• _Text to read_
»»

Skip to contents

## Introduction: Manipulate codelists This vignette introduces a set of functions designed to manipulate and explore codelists within an OMOP CDM. Specifically, we will learn how to:

  • Subset a codelist to keep only codes meeting a certain criteria.
  • Stratify a codelist based on attributes like dose unit or route of administration.
  • Add or exclude concepts from a codelists.
  • Compare two codelists to identify shared and unique concepts.

First of all, we will load the required packages and connect to a mock database.

library(DBI)
library(duckdb)
library(dplyr)
library(CDMConnector)
library(CodelistGenerator)

# Download mock database
requireEunomia(datasetName = "synpuf-1k", cdmVersion = "5.3")

# Connect to the database and create the cdm object
con <- dbConnect(duckdb(), eunomiaDir("synpuf-1k", "5.3"))
cdm <- cdmFromCon(con = con, 
cdmName = "Eunomia Synpuf",
cdmSchema   = "main",
writeSchema = "main", 
achillesSchema = "main")

We will start by generating a codelist for acetaminophen using getDrugIngredientCodes()

««

• _Given exercise a_
In the codelist vignette, which function is used to generate the codelist for acetaminophen?
The text above and the rows that follow are unrelated to each other.

• _Records supplied_

»»

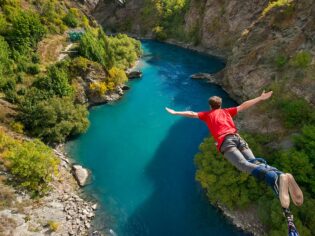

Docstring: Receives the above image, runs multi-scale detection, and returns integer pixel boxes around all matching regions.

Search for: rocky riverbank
[0,141,100,236]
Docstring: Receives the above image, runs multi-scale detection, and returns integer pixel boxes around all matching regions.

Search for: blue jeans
[220,134,259,174]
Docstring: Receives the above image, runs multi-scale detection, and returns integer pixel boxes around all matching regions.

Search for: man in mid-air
[166,91,303,209]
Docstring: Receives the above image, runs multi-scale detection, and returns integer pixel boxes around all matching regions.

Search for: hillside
[0,0,141,236]
[92,0,315,235]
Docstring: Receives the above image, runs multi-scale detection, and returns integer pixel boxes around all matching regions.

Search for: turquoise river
[66,41,249,236]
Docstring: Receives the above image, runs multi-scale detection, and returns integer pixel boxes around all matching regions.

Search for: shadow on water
[123,119,245,236]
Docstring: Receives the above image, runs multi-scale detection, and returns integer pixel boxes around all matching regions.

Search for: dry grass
[37,34,67,66]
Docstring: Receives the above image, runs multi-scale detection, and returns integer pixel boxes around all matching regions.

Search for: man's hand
[260,90,272,100]
[165,107,198,118]
[165,107,176,115]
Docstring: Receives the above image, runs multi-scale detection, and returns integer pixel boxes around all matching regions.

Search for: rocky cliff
[92,0,315,104]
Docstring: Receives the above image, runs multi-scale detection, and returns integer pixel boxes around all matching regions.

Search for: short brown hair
[208,96,222,109]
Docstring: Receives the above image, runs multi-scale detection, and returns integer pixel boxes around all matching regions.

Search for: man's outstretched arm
[237,91,272,112]
[165,107,198,118]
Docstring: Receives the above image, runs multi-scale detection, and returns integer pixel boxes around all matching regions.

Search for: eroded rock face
[93,0,315,104]
[72,165,89,187]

««

• _Given exercise b_
Reproduce the rows, starting at the first row and ending at the row that contains "[166,91,303,209]", substituting "Description" for "Docstring" and leaving everything else unchanged. Leave the pictures out of your answer.

• _Correct output a_
getDrugIngredientCodes()

• _Correct output b_
Description: Receives the above image, runs multi-scale detection, and returns integer pixel boxes around all matching regions.

Search for: rocky riverbank
[0,141,100,236]
Description: Receives the above image, runs multi-scale detection, and returns integer pixel boxes around all matching regions.

Search for: blue jeans
[220,134,259,174]
Description: Receives the above image, runs multi-scale detection, and returns integer pixel boxes around all matching regions.

Search for: man in mid-air
[166,91,303,209]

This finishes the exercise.